((

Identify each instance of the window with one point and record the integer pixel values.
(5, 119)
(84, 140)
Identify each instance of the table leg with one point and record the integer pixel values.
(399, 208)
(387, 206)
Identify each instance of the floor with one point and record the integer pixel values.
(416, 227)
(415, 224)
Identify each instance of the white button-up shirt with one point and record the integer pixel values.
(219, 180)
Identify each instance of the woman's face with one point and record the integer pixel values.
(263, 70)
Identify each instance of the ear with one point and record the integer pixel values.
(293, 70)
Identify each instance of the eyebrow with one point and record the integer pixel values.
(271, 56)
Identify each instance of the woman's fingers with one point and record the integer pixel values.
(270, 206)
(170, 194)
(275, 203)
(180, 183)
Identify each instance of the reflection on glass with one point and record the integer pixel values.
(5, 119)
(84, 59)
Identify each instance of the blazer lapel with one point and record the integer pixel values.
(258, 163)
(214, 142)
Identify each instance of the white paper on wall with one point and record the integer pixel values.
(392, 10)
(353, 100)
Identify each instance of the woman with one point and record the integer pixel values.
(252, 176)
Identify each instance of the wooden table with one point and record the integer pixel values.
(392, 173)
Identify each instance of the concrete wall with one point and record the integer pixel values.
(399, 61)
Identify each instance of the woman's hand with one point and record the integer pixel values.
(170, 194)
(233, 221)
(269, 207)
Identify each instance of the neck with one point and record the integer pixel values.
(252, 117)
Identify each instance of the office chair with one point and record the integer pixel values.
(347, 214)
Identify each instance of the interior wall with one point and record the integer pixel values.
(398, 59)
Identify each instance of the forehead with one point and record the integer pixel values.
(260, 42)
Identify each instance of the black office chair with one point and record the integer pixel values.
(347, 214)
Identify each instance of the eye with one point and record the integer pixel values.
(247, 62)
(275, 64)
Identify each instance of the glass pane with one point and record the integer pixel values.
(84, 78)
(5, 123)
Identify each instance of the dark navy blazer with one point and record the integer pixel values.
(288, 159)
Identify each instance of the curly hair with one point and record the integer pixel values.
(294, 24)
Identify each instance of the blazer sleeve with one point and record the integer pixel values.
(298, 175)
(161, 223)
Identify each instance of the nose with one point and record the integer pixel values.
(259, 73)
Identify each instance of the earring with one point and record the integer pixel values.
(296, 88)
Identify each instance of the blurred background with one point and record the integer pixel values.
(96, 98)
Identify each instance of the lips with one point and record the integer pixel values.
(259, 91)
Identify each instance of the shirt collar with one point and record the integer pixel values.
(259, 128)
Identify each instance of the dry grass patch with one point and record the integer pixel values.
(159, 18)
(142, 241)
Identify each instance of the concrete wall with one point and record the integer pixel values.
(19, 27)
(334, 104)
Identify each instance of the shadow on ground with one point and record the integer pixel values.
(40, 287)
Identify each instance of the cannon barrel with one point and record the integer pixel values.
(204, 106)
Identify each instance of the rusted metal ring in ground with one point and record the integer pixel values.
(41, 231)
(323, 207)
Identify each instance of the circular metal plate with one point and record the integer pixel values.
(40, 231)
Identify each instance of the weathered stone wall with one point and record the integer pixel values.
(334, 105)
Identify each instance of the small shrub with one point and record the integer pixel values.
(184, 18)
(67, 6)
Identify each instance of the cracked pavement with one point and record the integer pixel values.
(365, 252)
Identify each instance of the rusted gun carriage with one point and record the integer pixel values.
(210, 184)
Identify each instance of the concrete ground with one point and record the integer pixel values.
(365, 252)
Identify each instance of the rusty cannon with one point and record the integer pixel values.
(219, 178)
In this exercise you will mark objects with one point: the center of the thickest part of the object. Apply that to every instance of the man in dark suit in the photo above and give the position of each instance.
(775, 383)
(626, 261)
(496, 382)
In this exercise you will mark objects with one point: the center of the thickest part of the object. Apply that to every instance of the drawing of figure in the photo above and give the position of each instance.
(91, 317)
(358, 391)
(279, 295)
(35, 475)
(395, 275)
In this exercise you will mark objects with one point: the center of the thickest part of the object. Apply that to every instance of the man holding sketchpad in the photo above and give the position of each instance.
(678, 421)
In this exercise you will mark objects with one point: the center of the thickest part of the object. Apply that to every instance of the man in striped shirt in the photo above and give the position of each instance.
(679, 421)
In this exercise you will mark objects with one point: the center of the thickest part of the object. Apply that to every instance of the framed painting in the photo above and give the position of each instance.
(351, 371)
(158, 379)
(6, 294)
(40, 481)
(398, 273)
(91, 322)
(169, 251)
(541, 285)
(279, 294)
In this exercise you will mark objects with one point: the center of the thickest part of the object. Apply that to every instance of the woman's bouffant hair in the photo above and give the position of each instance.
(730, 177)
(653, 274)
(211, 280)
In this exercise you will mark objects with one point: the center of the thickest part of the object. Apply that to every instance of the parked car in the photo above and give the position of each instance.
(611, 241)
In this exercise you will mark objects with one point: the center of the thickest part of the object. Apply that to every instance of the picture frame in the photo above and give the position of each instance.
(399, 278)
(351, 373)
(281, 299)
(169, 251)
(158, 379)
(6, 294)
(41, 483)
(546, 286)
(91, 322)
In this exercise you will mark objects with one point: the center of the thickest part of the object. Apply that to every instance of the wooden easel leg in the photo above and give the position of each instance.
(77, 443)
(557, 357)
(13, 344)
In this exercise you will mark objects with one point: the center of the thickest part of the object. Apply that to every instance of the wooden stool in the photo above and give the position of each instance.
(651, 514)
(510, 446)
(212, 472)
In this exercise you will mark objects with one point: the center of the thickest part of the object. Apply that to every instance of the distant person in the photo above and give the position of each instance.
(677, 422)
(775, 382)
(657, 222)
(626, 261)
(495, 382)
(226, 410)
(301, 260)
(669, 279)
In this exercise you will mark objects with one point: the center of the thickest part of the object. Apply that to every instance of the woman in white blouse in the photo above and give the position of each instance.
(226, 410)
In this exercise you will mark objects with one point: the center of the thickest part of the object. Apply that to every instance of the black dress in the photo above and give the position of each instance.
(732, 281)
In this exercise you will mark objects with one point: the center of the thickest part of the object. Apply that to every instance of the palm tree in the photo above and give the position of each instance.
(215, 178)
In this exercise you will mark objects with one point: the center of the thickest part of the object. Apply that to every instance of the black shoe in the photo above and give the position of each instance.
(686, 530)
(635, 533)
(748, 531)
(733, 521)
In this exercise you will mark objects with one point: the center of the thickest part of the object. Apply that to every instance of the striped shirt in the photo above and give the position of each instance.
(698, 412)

))

- [Directions]: Render all of the entries above as a two-column CSV with the header row instruction,coordinates, one row per entry. Put the entry's text under instruction and its answer under coordinates, with each value in a single double-quoted field and any line breaks replaced by spaces.

- [Task solution]:
instruction,coordinates
"Identify each instance of the window with one point and record the integer pixel values.","(5, 119) (84, 140)"
"Identify each instance of the table leg with one point and record the integer pixel values.","(399, 208) (387, 206)"
"Identify each instance of the floor with one point and record the integer pixel values.","(416, 227) (415, 224)"
"Identify each instance of the white button-up shirt with one point and record the integer pixel values.","(219, 180)"
"Identify each instance of the woman's face with one point and record the integer pixel values.","(263, 70)"
"Identify each instance of the ear with one point and record the integer pixel values.","(293, 70)"
"Identify each instance of the eyebrow with one point and record the integer pixel values.","(271, 56)"
"Identify each instance of the woman's fingers with one point and record the integer pixel values.","(270, 206) (170, 194) (275, 203) (180, 183)"
"Identify each instance of the reflection on glass with one point and record the integer pixel values.","(5, 119) (84, 59)"
"Identify each instance of the blazer lapel with one point and record the integer pixel values.","(258, 163) (214, 142)"
"Identify each instance of the white paper on wall with one point and record the integer pixel values.","(392, 10) (353, 100)"
"Identify each instance of the woman with one point and record the integer pixel values.","(252, 176)"
"Identify each instance of the wooden table with one point and record the integer pixel values.","(392, 173)"
"Identify each instance of the concrete wall with one point and record the integer pixel values.","(399, 61)"
"Identify each instance of the woman's hand with one point and record the integer pixel values.","(170, 194) (233, 221) (269, 207)"
"Identify each instance of the neck with one point and record the integer pixel values.","(252, 117)"
"Identify each instance of the office chair with one point and record the integer pixel values.","(347, 214)"
"Identify each instance of the interior wall with one point and record the integer pixel values.","(398, 59)"
"Identify each instance of the forehead with one point and record the integer pixel values.","(260, 42)"
"Identify each instance of the black office chair with one point and record the integer pixel values.","(347, 214)"
"Identify each instance of the eye with one point and record the integer pixel values.","(247, 62) (275, 64)"
"Identify each instance of the glass pane with one point and record the integer pixel values.","(84, 78) (5, 123)"
"Identify each instance of the dark navy blazer with one point and record the integer pixel values.","(288, 159)"
"Identify each instance of the curly hair with one point and record the integer pixel values.","(294, 24)"
"Identify each instance of the blazer sleeve with one point and record the integer pixel values.","(298, 175) (161, 223)"
"Identify each instance of the nose with one point and record the integer pixel values.","(259, 73)"
"Identify each instance of the earring with one point and record the integer pixel values.","(296, 88)"
"Identify each instance of the blurred background with one point and record the integer pixel values.","(96, 98)"
"Identify each instance of the lips with one point and record the integer pixel values.","(259, 91)"
"Identify each instance of the shirt collar with one point and record the integer pixel values.","(259, 128)"
"Identify each instance of the dry grass patch with one point and record the integer pixel values.","(159, 18) (142, 241)"
"Identify each instance of the concrete wall with one point and record the integer pixel values.","(19, 27) (334, 104)"
"Identify each instance of the shadow on ground with one point and record the integer pixel values.","(40, 287)"
"Identify each instance of the cannon barrel with one point and record the integer pixel values.","(204, 106)"
"Identify each instance of the rusted metal ring in ground with one point and record the integer pixel values.","(41, 231) (323, 207)"
"Identify each instance of the circular metal plate with one point and record the integer pixel values.","(40, 231)"
"Identify each instance of the weathered stone wall with one point and record the integer pixel values.","(334, 105)"
"Identify each instance of the small shrub with one point and record the integer pixel values.","(184, 18) (67, 6)"
"Identify each instance of the cracked pavement with one point and record the integer pixel values.","(365, 252)"
"Identify each instance of the rusted gun carriage with one point and record the integer pixel values.","(210, 184)"
"Identify each instance of the concrete ground with one point and record the integer pixel values.","(365, 252)"
"Identify each instance of the rusty cannon with one point and record the integer pixel values.","(219, 178)"
"In this exercise you will mark objects with one point: the center of the thickest part of the object. Apply that to every instance of the man in dark suit in the photo above and give the position of each instance.","(775, 383) (626, 261) (496, 382)"
"In this exercise you will mark objects with one point: the center of the thickest part of the object. Apply that to every instance of the drawing of figure in the photo above and give the position of each instance.","(91, 317) (358, 391) (279, 295) (35, 475) (395, 275)"
"In this exercise you will mark objects with one point: the center of the thickest part of the object. Apply that to every instance of the man holding sketchpad in the photo above and give the position of each instance.","(678, 421)"
"In this exercise you will mark objects with one point: the center of the thickest part of the object. Apply that to every instance of the man in striped shirt in the photo above and give the position of each instance.","(679, 421)"
"In this exercise you will mark objects with one point: the center of the thickest part of the object. Apply that to every instance of the framed painting in the photo above and give the position of each instance.","(351, 371) (158, 379) (6, 294) (40, 481) (398, 273) (91, 322) (169, 251) (541, 285) (279, 294)"
"In this exercise you will mark objects with one point: the center of the thickest part of the object. Apply that to every instance of the woman's bouffant hair in the photo above and give the position of each instance.","(730, 177) (653, 274) (211, 280)"
"In this exercise you will mark objects with one point: the center of the thickest part of the object. Apply that to every instance of the parked car in the photo above and give the position of each instance.","(611, 241)"
"In this exercise you will mark objects with one point: the center of the thickest part of the object. Apply that to every instance of the picture frame in the photo above and give the position of each instance.","(399, 278) (351, 373) (281, 299) (169, 251) (158, 379) (6, 294) (41, 483) (546, 286) (91, 322)"
"In this exercise you will mark objects with one point: the center of the thickest part of the object. Apply that to every instance of the wooden easel leg in the photo above and give the position of each instance.","(77, 443) (557, 357) (13, 344)"
"In this exercise you will mark objects with one point: the center of the thickest part of the object. Apply that to every instance of the wooden stool in the photo above and give the position of each instance.","(651, 514) (510, 446) (212, 472)"
"In this exercise you will mark objects with one point: the center of the thickest part of the object. Apply that to every instance of the distant person in the photo above and give the position of each instance.","(677, 422) (775, 382) (657, 222) (626, 261) (495, 382) (226, 410) (301, 260) (669, 279)"
"In this exercise you will mark objects with one point: the center of the thickest part of the object. Apply that to every instance of the woman in white blouse in the photo above and give the position of each instance.","(226, 410)"
"In this exercise you will mark objects with one point: the center of the thickest part of the object. Apply that to every instance of the black dress in the photo above and give the position of each instance.","(732, 281)"
"In this exercise you will mark objects with one point: the center of the thickest part of the object. Apply that to every instance of the palm tree in the photo above and give the position of each instance.","(215, 178)"
"In this exercise you will mark objects with one point: the center of the thickest part of the object. Apply that to every instance of the black shoe in the photo above and give the position of each instance.","(686, 530) (635, 533) (748, 531) (733, 521)"
"In this exercise you will mark objects with one point: the center of the thickest part of the object. Apply that to every instance of the striped shirt in the photo above and give the position of each instance.","(698, 412)"